* _TASK GOAL_
Output the lines below, starting with the line that contains "Each instance of the hazelnut outside" and going on through the last line, as a Markdown table with the columns Row and Line, skipping blank lines. Leave the pictures out of the table.
--- BEGIN RECORDS PROVIDED ---
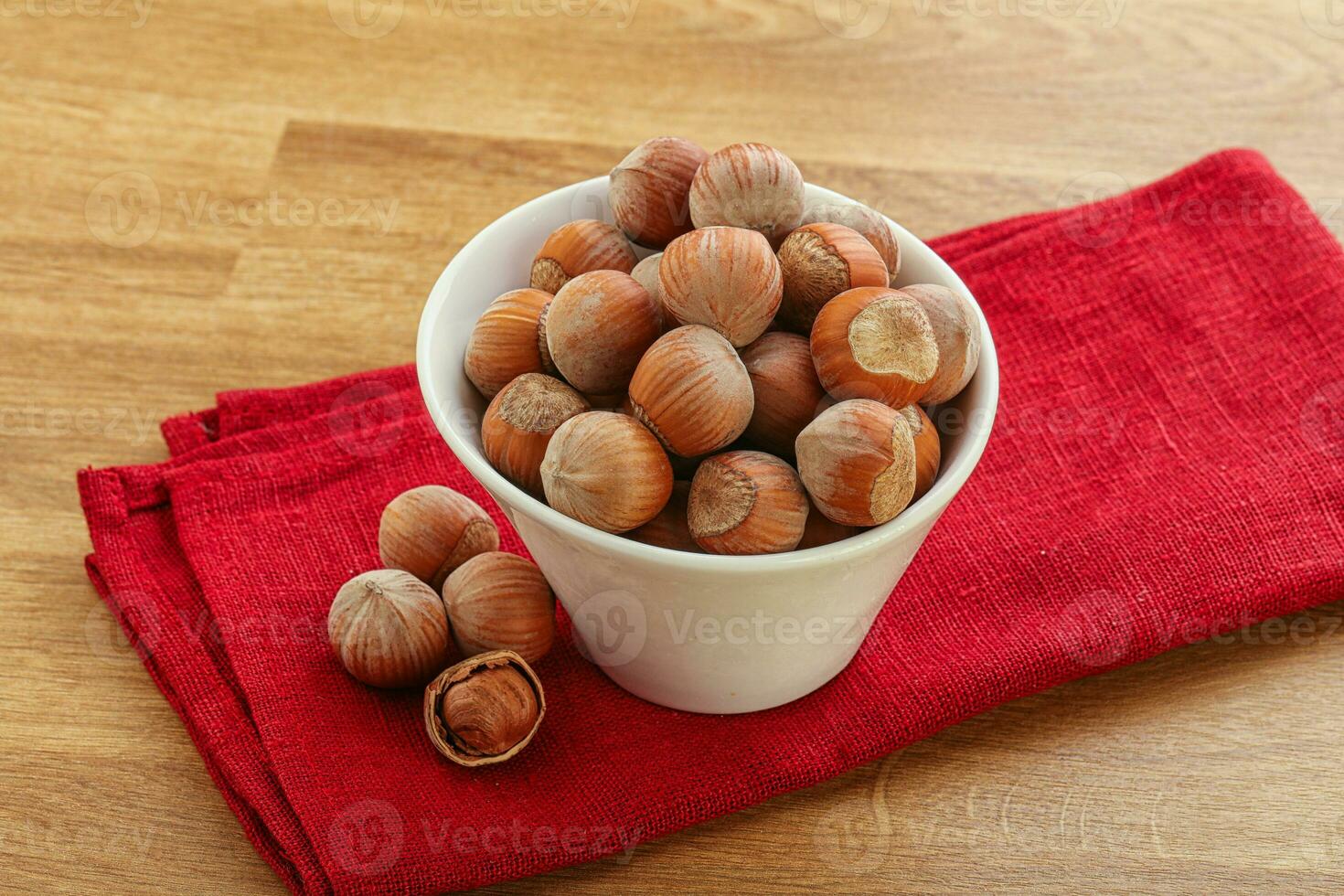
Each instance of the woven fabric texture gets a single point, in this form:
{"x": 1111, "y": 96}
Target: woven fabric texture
{"x": 1166, "y": 466}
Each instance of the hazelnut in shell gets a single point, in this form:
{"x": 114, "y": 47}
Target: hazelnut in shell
{"x": 858, "y": 461}
{"x": 519, "y": 423}
{"x": 500, "y": 602}
{"x": 597, "y": 329}
{"x": 429, "y": 531}
{"x": 818, "y": 262}
{"x": 580, "y": 248}
{"x": 928, "y": 448}
{"x": 785, "y": 389}
{"x": 484, "y": 709}
{"x": 508, "y": 340}
{"x": 955, "y": 329}
{"x": 669, "y": 529}
{"x": 692, "y": 391}
{"x": 389, "y": 629}
{"x": 606, "y": 470}
{"x": 726, "y": 278}
{"x": 875, "y": 343}
{"x": 749, "y": 186}
{"x": 746, "y": 503}
{"x": 649, "y": 189}
{"x": 871, "y": 223}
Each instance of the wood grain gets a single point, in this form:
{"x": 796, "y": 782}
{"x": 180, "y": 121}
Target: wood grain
{"x": 1215, "y": 766}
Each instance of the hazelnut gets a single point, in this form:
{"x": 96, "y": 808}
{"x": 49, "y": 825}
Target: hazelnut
{"x": 786, "y": 391}
{"x": 500, "y": 602}
{"x": 821, "y": 531}
{"x": 519, "y": 423}
{"x": 749, "y": 186}
{"x": 646, "y": 272}
{"x": 858, "y": 461}
{"x": 818, "y": 262}
{"x": 871, "y": 223}
{"x": 955, "y": 329}
{"x": 389, "y": 629}
{"x": 649, "y": 192}
{"x": 606, "y": 470}
{"x": 692, "y": 391}
{"x": 928, "y": 448}
{"x": 598, "y": 326}
{"x": 580, "y": 248}
{"x": 669, "y": 529}
{"x": 508, "y": 340}
{"x": 875, "y": 343}
{"x": 432, "y": 529}
{"x": 746, "y": 503}
{"x": 722, "y": 277}
{"x": 484, "y": 709}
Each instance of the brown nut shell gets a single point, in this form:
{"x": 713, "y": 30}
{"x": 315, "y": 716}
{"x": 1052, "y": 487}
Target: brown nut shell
{"x": 869, "y": 222}
{"x": 500, "y": 602}
{"x": 875, "y": 343}
{"x": 858, "y": 461}
{"x": 651, "y": 187}
{"x": 389, "y": 629}
{"x": 786, "y": 391}
{"x": 429, "y": 531}
{"x": 519, "y": 423}
{"x": 955, "y": 329}
{"x": 489, "y": 709}
{"x": 818, "y": 262}
{"x": 726, "y": 278}
{"x": 508, "y": 340}
{"x": 580, "y": 248}
{"x": 668, "y": 529}
{"x": 692, "y": 391}
{"x": 606, "y": 470}
{"x": 928, "y": 448}
{"x": 749, "y": 186}
{"x": 598, "y": 326}
{"x": 746, "y": 503}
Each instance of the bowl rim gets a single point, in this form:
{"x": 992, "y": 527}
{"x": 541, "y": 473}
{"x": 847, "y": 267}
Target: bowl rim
{"x": 920, "y": 513}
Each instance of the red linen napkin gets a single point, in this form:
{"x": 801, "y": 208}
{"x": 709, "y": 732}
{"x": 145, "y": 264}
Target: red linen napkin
{"x": 1166, "y": 466}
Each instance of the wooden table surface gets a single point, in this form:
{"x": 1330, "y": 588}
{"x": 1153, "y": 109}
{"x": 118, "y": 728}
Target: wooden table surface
{"x": 212, "y": 195}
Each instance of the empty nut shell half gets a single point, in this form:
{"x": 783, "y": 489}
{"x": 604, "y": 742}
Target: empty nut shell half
{"x": 484, "y": 709}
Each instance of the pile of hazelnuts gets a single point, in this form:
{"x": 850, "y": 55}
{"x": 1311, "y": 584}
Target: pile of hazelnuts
{"x": 752, "y": 387}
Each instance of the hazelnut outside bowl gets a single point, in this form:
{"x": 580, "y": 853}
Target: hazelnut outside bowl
{"x": 697, "y": 632}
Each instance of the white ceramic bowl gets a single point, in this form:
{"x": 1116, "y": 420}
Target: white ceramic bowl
{"x": 687, "y": 630}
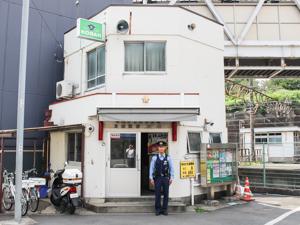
--- END RECORDS PROVIDED ---
* _FINISHED TASK_
| Row | Line |
|---|---|
| 1 | Each instance of the hazelnut outside bowl gets a single point, in this form: |
| 2 | {"x": 580, "y": 853} |
| 3 | Target: hazelnut outside bowl |
| 4 | {"x": 697, "y": 632} |
| 5 | Each instance of the white ceramic bowl gets a single point, in this form: |
| 6 | {"x": 1116, "y": 420} |
| 7 | Target: white ceramic bowl |
| 8 | {"x": 687, "y": 630} |